In the current study, we tested whether a diet supplemented with CoQ10 ameliorates oxidative stress-mediated apoptotic cell death in RGC degeneration by preventing mitochondrial alteration in ischemic mouse retina.
Materials and methods
Animals
Female, 4-month-old C57BL/6 mice (20–25 g in weight; The Jackson Laboratories, Bar Harbor, ME, USA) were housed in covered cages, fed with a standard rodent diet ad libitum, and kept on a 12 h light/12 h dark cycle. All procedures concerning animals were performed in accordance with the ARVO statement for the Use of Animals in Ophthalmic and Vision Research and under protocols approved by institutional IACUC committees at the University of California San Diego.
Induction of transient retinal ischemia
The mice were anesthetized with a mixture of ketamine (100 mg/kg, Ketaset; Fort Dodge Animal Health, Fort Dodge, IA, USA) and xylazine (9 mg/kg, TranquiVed; Vedeco, Inc., St. Joseph, MO, USA) by intraperitoneal (IP) injection. Eyes were also treated with 1 % proparacaine drops. A 30-gauge needle was inserted into the anterior chamber of right eye that was connected by flexible tubing to a saline reservoir. By raising the reservoir, IOP was elevated to 70–80 mmHg for 50 min. Sham treatment was performed in the contralateral eyes by the insertion of a needle in the anterior chamber without saline injection. Retinal ischemia was confirmed by observing whitening of the iris and loss of the retina red reflex. IOP was measured with a tonometer (TonoLab; Tiolatoy, Helsinki, Finland) during ischemia. Non-ischemic contralateral control retinas were used as control.
Pharmacological treatment
CoQ10 was purchased from Kaneka Nutrients (Pasadena, TX, USA) or Sigma (St. Louis, MO, USA). AIN-93G purified control or a diet supplemented with CoQ10 were formulated by Harlan Laboratories (Madison, WI, USA). Four groups of mice were studied: a group of non-ischemic C57BL/6 mice treated with control diet (n = 20 mice), a group of ischemic C57BL/6 mice treated with control diet (n = 30 mice), a group of non-ischemic C57BL/6 mice treated with 1 % CoQ10 diet [(v/v), which equals a daily dose of 1,600–2,000 mg/kg body weight in 25–30 g mice, n = 20 mice] [26] and a group of ischemic C57BL/6 mice treated with 1 % CoQ10 diet (n = 30 mice).

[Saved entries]
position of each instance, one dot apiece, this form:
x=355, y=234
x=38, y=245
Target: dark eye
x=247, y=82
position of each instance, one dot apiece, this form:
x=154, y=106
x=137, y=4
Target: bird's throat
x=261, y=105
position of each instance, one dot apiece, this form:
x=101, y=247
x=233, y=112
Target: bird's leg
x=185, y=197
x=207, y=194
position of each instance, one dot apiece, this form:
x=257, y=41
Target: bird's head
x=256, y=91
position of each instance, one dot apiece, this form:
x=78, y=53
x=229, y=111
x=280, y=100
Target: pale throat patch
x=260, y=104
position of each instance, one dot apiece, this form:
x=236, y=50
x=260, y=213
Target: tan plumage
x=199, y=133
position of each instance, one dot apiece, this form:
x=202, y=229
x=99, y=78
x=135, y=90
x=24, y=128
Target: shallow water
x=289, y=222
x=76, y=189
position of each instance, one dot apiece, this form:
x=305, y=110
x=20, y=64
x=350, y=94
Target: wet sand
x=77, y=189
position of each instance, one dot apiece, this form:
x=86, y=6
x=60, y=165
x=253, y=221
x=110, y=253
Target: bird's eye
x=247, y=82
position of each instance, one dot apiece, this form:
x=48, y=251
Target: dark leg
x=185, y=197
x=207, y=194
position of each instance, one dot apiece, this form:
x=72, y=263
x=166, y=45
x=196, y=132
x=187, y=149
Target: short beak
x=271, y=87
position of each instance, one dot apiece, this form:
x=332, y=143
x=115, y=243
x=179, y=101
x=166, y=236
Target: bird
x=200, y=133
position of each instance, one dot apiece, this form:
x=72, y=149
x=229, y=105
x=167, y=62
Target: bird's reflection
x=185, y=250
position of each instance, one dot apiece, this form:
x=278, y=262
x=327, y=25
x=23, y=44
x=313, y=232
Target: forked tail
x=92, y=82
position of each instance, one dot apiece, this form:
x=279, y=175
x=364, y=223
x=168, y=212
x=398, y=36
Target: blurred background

### List of tasks
1) In the CoQ10 retina text, to what level was IOP raised during ischemia, and for how long?
2) Echo the CoQ10 retina text from "In the current" up to and including "California San Diego.".

### Completed exercise
1) IOP was raised to 70–80 mmHg for 50 min.

2)
In the current study, we tested whether a diet supplemented with CoQ10 ameliorates oxidative stress-mediated apoptotic cell death in RGC degeneration by preventing mitochondrial alteration in ischemic mouse retina.
Materials and methods
Animals
Female, 4-month-old C57BL/6 mice (20–25 g in weight; The Jackson Laboratories, Bar Harbor, ME, USA) were housed in covered cages, fed with a standard rodent diet ad libitum, and kept on a 12 h light/12 h dark cycle. All procedures concerning animals were performed in accordance with the ARVO statement for the Use of Animals in Ophthalmic and Vision Research and under protocols approved by institutional IACUC committees at the University of California San Diego.